### Prompt
Pick out every line in the records that contains the word "white" and copy each of those lines.
"""
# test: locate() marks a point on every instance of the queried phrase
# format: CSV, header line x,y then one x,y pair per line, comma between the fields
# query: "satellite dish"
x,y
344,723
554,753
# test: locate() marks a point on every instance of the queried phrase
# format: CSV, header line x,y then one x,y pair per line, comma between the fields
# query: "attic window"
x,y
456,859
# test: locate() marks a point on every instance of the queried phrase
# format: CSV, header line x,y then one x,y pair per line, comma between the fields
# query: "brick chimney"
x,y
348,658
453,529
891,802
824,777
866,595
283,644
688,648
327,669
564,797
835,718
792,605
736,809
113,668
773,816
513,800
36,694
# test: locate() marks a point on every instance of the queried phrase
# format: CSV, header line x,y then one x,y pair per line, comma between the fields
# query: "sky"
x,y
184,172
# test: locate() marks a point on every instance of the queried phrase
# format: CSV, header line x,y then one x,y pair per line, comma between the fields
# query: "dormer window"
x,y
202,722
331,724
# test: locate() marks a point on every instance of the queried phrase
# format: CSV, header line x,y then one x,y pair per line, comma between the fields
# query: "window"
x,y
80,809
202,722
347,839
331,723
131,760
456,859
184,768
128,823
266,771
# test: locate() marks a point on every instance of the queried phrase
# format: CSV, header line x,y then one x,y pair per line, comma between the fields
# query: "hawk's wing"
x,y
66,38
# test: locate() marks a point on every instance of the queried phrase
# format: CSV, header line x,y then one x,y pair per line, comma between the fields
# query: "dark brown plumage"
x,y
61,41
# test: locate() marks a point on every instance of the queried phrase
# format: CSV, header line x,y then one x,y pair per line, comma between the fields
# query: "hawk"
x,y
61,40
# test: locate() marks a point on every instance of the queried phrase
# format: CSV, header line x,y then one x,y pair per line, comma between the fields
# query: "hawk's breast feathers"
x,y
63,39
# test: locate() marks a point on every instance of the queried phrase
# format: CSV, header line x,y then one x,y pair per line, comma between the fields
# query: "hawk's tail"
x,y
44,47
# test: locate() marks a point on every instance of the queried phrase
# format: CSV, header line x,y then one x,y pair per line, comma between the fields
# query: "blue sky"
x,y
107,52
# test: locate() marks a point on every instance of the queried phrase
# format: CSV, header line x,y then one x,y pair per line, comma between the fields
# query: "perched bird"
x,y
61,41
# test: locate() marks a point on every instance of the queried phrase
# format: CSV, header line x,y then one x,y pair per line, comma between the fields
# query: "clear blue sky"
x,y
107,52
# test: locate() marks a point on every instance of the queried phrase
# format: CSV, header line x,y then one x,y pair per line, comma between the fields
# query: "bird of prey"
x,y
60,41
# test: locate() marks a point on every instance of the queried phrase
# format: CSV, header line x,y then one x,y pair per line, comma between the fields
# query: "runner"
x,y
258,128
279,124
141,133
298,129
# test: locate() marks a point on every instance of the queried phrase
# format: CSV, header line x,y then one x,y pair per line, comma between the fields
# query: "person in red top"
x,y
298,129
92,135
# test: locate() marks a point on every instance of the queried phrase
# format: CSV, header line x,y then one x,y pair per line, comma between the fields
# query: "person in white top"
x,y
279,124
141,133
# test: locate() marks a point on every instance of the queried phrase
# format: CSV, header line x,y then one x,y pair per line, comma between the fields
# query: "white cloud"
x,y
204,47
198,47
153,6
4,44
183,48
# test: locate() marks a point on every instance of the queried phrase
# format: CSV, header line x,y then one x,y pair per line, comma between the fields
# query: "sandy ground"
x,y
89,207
"""
### Worked solution
# query: "person in white top"
# query: "white cloud"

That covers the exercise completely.